** Source extract follows **
Christmastime in Chitown


When I told Ty that I had never been to Chicago during Christmastime, he rolled his head back and groaned with a sort of nostalgic ecstasy.

"Ooooooh. Oh. Oh, man. We're going. Yeah, we're definitely going."

A week and a half later, we found ourselves on State Street, whose sidewalks were bedecked with evergreen clippings and red berries. The Macy's—which we referred to as Marshall Field's, of course—displayed its holiday finest. Inside we went, to the Walnut Room and to the Great Tree, which sparkled and twinkled red, purple, blue, green, silver. Inside, too, was Santa's workshop, and Frango Chocolates, and multi-colored lights and Christmas music and shopping bags and heavily-perfumed air. Outside, the holiday windows were crowded, and children pointed at the scenes, pressed their noses to the glass.

We visited the Christkindlmarket, too, on Daley Plaza. There, we bought mugs of spiked cider, and cups of goulash, and plates of potato pancakes. We were like sheep; tightly packed and unable to move, unable to balance our plates of salty goodness anywhere but above our heads. It was wonderful.

In the afternoon, we met Ty's dad and younger siblings at Lincoln Park. We quickly jaunted through the conservatory before heading into the zoo itself. As night fell, the park became an illuminated wonderland. Trees were outlined with thousands upon thousands of little colored bulbs, and Ty and I squinted at the enclosures, just barely outlining the humps of a camel, the legs of an ostrich.

Chicago has been on my mind quite a bit, as of late. Finishing Erik Larson's The Devil in the White City just before our trip put me in a "Chicago mood" as well. I wish I could explain how, and why, it is so easy to fall in love with Chicago. (Even when you miss two Metra trains in a row and end up staying in the city three hours longer than you expected.) For now, I leave you with the words of Larson himself:

" … I knew little about [Chicago] until I began work on [The Devil in the White City]. Place has always been important to me, and one thing today's Chicago exudes, as it did in 1893, is a sense of place. I feel in love with the city, the people I encountered, and above all the lake and its moods, which shift so readily from season to season, day to day, even hour to hour. I must confess a shameful secret: I love Chicago best in the cold." [1]















































[1] Larson, Erik. The Devil in the White City. New York: Random House, 2003. Print. Page 432.

Poinsettia Show at Garfield Park Conservatory

The conservatory was warm, and humid, and it took several minutes for the lens on my camera to clear. My glasses, too. Almost immediately, I felt my skin dampen beneath my winter coat. The coat, plaid and woolen, was perfect for outside. But inside, in a balmy, bright paradise, it was suffocating. I wore it nonetheless, and never bothered to unbutton it as I strolled past orchids, palms, air plants, and poinsettias. The conservatory was bedecked with red and white lights, the strands weaving through shrubs and flowers, and up and up and up the trunks of trees. An older man sat in a chair near the waterfall, monotonously watching the koi and nodding off. A young dark-haired woman sat on a bench near yet another pond, scribbling in a black leather journal. There were a few children among the plants, pointing and yelling, "Look! Look! Look!" Most, though, were in the conservatory's front room, where a tall tree and hundreds of poinsettias were arranged with frosted delicacy. Here, the children pointed at small trains and tiny villages, candy canes and elegantly wrapped gifts. I wished for their innocence and eagerness, and reached into my pocket, searching for a peppermint to calm my nostalgia. I found but a cough drop and, shrugging, unwrapped it anyway. 'Tis the season.
** End of Source extract **
** Data section follows **
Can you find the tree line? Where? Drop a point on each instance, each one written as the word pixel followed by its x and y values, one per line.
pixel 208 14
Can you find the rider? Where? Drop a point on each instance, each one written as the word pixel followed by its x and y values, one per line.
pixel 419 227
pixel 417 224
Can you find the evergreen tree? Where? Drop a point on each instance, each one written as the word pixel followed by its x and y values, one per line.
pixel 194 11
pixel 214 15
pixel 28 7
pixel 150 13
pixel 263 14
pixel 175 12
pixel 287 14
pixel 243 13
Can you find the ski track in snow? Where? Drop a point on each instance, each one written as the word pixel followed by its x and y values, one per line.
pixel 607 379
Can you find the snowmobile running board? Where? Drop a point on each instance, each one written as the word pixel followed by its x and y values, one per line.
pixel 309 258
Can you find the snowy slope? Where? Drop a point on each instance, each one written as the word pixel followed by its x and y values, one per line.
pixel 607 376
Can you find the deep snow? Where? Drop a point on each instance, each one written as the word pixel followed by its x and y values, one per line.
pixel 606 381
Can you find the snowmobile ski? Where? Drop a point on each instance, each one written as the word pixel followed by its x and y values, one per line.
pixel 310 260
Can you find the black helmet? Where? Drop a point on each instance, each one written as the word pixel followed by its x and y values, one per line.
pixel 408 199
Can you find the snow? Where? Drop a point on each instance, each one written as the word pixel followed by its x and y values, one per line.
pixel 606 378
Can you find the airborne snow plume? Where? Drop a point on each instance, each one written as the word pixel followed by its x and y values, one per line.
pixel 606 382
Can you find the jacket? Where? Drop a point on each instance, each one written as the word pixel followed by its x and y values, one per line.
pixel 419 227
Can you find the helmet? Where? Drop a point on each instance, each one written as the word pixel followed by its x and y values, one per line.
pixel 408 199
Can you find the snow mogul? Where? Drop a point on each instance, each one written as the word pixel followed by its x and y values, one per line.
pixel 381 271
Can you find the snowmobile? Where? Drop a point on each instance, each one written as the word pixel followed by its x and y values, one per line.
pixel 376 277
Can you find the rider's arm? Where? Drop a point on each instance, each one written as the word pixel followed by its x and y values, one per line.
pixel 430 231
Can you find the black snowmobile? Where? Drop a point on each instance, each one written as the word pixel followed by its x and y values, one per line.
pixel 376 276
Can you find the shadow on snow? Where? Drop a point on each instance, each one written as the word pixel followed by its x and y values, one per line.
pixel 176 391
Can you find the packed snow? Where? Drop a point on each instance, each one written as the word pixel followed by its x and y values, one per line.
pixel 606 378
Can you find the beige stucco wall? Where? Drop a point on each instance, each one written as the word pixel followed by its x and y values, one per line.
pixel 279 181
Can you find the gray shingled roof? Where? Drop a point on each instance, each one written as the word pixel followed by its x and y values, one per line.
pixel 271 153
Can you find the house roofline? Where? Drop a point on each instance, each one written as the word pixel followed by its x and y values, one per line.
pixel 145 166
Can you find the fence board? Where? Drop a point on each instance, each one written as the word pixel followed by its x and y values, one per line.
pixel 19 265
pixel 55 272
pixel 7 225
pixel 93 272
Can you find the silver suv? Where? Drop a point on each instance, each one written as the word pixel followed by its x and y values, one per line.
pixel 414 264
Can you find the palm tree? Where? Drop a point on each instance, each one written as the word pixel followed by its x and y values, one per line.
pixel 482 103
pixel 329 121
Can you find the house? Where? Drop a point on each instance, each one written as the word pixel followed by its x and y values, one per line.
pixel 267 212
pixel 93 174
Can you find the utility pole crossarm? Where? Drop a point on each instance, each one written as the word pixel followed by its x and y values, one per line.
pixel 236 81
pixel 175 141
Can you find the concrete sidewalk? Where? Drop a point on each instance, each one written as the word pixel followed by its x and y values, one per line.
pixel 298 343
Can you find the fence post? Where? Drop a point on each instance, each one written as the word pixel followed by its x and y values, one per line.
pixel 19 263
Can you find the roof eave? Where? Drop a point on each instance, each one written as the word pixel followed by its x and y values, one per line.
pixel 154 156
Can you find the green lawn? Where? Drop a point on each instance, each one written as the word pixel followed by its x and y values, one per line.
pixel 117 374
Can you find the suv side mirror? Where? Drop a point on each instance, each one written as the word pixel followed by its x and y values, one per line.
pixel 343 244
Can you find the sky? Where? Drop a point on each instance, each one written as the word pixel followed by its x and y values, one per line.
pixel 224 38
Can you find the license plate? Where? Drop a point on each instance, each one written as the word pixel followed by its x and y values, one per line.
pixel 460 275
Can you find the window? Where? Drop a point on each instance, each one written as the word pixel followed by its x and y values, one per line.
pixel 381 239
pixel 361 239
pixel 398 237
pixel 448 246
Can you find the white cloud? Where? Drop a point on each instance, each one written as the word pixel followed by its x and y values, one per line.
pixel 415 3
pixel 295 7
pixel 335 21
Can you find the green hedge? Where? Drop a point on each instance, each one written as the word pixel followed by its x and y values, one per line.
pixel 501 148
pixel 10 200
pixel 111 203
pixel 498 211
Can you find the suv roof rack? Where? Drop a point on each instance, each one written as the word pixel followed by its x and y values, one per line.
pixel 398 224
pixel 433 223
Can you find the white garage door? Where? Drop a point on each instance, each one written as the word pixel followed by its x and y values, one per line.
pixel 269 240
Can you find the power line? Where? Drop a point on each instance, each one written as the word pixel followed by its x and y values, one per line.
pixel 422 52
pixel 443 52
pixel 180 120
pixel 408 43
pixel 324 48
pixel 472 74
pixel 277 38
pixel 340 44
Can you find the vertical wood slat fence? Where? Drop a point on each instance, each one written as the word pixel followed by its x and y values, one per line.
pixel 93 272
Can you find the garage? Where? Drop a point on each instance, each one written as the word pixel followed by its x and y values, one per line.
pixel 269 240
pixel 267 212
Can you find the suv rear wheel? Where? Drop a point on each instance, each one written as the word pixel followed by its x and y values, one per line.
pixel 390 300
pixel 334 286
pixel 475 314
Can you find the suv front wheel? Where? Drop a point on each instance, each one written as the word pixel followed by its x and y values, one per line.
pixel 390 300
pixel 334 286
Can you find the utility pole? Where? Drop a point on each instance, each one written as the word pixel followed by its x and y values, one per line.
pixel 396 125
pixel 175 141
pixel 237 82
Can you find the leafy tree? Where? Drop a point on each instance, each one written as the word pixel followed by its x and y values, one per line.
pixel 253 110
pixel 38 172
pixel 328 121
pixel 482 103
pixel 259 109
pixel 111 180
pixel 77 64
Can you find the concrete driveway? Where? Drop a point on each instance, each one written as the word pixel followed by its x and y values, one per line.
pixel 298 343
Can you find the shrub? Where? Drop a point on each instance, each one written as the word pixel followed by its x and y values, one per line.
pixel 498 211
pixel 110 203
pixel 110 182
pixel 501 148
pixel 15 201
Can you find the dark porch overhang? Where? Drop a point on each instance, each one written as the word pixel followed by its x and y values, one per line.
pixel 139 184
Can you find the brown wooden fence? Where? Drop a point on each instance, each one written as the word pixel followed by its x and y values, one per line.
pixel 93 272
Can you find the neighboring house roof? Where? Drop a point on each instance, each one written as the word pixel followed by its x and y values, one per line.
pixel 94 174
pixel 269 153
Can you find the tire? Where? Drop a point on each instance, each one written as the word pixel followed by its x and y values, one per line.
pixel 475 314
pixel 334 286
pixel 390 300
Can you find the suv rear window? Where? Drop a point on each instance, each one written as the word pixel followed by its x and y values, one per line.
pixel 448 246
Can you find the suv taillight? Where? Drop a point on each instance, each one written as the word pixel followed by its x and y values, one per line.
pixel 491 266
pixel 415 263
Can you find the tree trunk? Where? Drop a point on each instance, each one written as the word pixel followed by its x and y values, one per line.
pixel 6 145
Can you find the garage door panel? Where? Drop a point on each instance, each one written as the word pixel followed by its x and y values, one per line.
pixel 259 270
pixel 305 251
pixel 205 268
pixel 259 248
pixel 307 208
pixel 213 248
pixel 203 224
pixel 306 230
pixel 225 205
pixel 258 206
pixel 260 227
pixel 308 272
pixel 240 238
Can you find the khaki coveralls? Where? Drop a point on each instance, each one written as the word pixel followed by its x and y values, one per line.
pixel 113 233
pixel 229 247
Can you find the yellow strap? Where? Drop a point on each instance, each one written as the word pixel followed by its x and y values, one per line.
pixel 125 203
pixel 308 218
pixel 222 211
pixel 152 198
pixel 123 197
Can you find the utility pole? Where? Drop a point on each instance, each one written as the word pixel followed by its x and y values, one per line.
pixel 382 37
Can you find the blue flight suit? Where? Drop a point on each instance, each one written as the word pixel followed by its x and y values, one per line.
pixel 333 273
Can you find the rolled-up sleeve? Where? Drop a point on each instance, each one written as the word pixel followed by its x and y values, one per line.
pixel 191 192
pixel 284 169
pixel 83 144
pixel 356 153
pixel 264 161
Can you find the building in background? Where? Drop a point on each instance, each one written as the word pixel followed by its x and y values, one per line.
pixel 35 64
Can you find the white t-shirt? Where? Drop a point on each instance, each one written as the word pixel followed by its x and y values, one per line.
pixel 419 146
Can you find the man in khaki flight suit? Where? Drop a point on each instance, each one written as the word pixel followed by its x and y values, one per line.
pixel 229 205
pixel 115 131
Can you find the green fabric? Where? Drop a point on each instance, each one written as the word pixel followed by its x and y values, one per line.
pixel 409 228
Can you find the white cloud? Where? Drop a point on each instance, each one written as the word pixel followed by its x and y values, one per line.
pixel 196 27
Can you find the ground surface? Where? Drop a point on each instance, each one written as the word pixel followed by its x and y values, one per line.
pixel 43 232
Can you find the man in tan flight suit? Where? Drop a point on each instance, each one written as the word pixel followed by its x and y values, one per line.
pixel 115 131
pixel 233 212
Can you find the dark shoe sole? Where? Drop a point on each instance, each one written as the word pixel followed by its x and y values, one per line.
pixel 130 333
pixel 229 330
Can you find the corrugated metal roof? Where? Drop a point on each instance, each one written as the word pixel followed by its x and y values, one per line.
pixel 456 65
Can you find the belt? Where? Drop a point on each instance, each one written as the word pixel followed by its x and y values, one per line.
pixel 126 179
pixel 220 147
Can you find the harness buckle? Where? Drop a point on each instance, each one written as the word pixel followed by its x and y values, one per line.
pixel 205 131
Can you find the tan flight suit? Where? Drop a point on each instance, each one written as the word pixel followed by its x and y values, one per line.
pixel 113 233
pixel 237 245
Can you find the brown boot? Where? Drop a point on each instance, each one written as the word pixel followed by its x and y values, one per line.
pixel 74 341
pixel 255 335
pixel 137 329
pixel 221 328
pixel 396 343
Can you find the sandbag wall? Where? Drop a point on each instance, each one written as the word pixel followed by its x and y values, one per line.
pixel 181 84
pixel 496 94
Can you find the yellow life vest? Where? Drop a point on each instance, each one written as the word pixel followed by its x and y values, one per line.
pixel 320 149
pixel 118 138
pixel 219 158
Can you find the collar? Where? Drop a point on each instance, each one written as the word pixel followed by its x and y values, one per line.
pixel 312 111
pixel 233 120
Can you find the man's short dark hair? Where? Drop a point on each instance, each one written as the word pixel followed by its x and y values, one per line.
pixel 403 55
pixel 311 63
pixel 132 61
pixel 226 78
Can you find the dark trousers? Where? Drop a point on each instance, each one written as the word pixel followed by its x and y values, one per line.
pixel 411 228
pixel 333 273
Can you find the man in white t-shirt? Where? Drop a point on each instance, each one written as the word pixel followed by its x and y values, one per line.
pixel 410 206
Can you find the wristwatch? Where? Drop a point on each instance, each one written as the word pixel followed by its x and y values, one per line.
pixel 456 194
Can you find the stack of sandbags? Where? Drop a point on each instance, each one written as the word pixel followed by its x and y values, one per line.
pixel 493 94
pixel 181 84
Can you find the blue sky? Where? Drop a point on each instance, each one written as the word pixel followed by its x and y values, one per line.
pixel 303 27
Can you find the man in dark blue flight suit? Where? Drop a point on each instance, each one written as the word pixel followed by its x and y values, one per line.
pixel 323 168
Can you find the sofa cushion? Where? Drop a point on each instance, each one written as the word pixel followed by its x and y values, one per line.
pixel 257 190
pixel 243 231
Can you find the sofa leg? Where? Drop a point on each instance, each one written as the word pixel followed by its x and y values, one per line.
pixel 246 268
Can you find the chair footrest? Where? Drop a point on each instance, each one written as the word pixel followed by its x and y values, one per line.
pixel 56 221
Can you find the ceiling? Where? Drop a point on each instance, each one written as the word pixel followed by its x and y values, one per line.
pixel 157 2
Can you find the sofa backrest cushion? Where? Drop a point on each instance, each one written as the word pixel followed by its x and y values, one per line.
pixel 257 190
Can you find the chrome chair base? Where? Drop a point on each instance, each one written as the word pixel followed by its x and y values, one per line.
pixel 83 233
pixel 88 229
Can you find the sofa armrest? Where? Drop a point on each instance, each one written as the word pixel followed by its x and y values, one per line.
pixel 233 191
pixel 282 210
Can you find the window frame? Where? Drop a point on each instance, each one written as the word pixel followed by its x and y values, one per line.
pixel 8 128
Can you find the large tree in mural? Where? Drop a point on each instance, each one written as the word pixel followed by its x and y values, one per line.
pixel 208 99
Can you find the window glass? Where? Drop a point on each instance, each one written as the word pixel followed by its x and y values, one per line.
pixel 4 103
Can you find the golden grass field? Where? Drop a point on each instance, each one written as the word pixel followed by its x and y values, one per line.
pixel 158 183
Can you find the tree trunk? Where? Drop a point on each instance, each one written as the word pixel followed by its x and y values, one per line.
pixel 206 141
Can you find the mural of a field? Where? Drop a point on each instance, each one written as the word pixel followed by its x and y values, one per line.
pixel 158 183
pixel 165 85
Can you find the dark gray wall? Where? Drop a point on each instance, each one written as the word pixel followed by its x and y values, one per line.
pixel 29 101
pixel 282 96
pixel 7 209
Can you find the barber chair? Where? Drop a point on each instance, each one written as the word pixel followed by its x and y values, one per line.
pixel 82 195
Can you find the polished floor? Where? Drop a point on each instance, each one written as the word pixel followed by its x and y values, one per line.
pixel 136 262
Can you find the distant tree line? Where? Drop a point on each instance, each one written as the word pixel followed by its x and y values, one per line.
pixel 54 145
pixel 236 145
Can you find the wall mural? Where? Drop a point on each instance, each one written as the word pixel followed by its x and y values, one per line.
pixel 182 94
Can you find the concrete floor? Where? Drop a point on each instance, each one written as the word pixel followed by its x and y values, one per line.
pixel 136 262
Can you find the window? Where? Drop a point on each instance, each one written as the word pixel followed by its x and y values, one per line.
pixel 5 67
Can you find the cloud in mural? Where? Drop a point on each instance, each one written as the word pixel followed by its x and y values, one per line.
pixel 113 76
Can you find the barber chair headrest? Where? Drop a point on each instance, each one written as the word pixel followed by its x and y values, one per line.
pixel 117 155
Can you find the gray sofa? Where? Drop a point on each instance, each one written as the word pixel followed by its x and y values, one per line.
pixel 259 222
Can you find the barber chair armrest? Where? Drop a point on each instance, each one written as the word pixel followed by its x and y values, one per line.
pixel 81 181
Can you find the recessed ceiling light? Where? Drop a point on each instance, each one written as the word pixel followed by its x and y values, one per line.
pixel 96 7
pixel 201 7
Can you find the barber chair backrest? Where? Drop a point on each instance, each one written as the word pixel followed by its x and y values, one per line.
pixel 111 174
** End of Data section **
**Brief:**
Reproduce the stretch of the Chicago holiday text from "We visited the" through "of an ostrich.", word for word.

**Your response:**
We visited the Christkindlmarket, too, on Daley Plaza. There, we bought mugs of spiked cider, and cups of goulash, and plates of potato pancakes. We were like sheep; tightly packed and unable to move, unable to balance our plates of salty goodness anywhere but above our heads. It was wonderful.

In the afternoon, we met Ty's dad and younger siblings at Lincoln Park. We quickly jaunted through the conservatory before heading into the zoo itself. As night fell, the park became an illuminated wonderland. Trees were outlined with thousands upon thousands of little colored bulbs, and Ty and I squinted at the enclosures, just barely outlining the humps of a camel, the legs of an ostrich.